RECORDS PROVIDED
####################
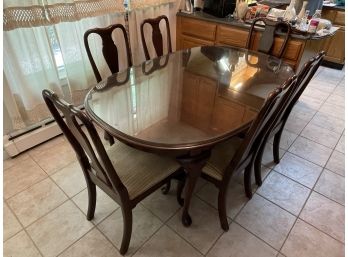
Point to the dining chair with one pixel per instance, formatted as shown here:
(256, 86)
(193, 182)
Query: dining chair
(125, 174)
(304, 77)
(236, 154)
(109, 50)
(267, 38)
(157, 39)
(110, 53)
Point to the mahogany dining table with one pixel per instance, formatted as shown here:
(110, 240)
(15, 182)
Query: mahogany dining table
(184, 103)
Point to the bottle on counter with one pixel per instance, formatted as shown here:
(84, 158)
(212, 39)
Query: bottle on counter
(303, 23)
(290, 11)
(314, 22)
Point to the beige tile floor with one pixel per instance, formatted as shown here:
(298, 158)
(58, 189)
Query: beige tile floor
(299, 210)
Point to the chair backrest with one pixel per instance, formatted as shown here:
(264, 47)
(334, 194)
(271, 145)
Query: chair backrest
(110, 51)
(266, 42)
(157, 38)
(304, 77)
(255, 134)
(90, 151)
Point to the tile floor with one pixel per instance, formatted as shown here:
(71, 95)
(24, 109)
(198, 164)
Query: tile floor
(299, 210)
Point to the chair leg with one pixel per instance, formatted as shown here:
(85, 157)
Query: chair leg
(180, 188)
(257, 165)
(222, 209)
(127, 229)
(109, 138)
(166, 188)
(92, 198)
(247, 180)
(276, 144)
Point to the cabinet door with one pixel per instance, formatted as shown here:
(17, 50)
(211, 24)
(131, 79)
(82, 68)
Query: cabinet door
####################
REQUIREMENTS
Revise everything from the line containing "Point to the cabinet" down to the end of the data, replacing "cabinet door" with "cupboard door" and leaving all else unchanged.

SOLVED EXERCISE
Point to the cupboard door with one pixel per instance, formatted as shown here:
(17, 50)
(211, 24)
(131, 79)
(82, 68)
Query: cupboard door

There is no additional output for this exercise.